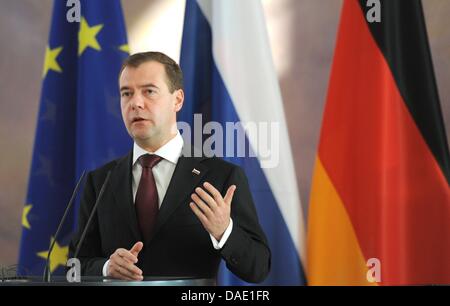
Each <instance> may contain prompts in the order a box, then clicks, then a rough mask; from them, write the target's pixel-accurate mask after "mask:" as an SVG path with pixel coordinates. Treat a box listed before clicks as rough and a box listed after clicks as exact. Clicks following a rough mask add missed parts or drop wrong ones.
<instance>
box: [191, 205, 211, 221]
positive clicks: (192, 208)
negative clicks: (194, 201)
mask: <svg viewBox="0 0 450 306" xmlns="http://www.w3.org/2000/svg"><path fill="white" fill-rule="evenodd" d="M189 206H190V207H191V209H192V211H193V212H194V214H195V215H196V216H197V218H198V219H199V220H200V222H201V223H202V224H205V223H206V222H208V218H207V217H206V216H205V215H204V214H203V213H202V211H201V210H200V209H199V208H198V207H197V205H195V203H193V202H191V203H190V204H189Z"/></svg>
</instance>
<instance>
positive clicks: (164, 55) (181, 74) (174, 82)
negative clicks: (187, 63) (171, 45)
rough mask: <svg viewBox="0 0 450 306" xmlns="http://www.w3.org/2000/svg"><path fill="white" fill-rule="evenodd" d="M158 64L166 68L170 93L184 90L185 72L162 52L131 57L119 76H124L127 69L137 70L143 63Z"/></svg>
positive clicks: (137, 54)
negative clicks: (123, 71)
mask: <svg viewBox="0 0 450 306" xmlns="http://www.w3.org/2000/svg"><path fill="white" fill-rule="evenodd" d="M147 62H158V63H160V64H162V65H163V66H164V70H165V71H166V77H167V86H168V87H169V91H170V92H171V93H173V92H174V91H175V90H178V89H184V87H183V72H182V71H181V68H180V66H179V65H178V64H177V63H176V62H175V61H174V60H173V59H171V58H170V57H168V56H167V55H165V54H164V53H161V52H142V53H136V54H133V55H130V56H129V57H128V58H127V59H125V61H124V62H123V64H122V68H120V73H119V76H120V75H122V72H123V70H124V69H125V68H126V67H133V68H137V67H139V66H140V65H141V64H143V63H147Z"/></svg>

━━━━━━━━━━━━━━━━━━━━

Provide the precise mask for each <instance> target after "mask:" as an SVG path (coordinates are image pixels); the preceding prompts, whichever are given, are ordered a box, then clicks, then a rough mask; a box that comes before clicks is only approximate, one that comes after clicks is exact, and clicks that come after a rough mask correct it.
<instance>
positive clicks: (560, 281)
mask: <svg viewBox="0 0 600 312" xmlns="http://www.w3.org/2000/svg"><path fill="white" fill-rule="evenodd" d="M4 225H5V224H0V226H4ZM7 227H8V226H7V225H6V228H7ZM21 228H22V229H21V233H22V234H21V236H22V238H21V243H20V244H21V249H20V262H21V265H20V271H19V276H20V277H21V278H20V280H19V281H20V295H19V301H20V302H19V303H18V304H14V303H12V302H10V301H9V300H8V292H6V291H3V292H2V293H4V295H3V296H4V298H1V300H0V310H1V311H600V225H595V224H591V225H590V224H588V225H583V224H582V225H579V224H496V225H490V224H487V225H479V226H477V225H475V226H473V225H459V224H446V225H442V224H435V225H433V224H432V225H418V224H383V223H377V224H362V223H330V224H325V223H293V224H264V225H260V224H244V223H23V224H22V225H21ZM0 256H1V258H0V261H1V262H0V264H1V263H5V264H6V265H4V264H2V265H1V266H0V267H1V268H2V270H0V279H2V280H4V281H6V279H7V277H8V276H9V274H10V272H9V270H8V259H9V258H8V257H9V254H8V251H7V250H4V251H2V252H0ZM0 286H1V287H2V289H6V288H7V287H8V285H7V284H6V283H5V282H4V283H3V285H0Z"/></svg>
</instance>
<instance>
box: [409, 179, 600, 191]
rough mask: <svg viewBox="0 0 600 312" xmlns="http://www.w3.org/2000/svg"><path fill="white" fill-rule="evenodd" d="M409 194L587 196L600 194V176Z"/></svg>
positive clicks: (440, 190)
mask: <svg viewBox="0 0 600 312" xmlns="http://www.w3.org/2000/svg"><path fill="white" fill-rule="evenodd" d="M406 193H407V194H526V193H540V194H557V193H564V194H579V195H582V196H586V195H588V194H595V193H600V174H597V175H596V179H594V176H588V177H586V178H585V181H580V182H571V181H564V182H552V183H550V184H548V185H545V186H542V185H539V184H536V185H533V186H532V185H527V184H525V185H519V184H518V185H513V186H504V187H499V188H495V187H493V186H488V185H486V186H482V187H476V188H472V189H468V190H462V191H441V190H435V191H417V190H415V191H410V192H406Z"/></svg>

━━━━━━━━━━━━━━━━━━━━

EXERCISE GOAL – Scan the records above for the lines holding "Each <instance> may" and "positive clicks: (164, 55)". Transcribe those two and every line between them word for word, and no others.

TASK RESULT –
Each <instance> may contain prompts in the order a box, then clicks, then a rough mask; from them, write the target's pixel-accurate mask after "mask:" as an SVG path with pixel coordinates. Treat a box listed before clicks as rough and a box listed after clicks as exact. Clicks following a rough mask add missed parts or drop wrong ones.
<instance>
box: [191, 205, 211, 221]
positive clicks: (192, 208)
negative clicks: (194, 201)
mask: <svg viewBox="0 0 450 306" xmlns="http://www.w3.org/2000/svg"><path fill="white" fill-rule="evenodd" d="M189 206H190V207H191V209H192V211H193V212H194V214H195V215H196V216H197V218H198V219H199V220H200V222H201V223H202V224H205V223H206V222H208V218H207V217H206V216H205V215H204V214H203V213H202V211H201V210H200V209H199V208H198V207H197V205H195V203H193V202H191V203H190V204H189Z"/></svg>
</instance>
<instance>
positive clicks: (164, 55) (181, 74) (174, 82)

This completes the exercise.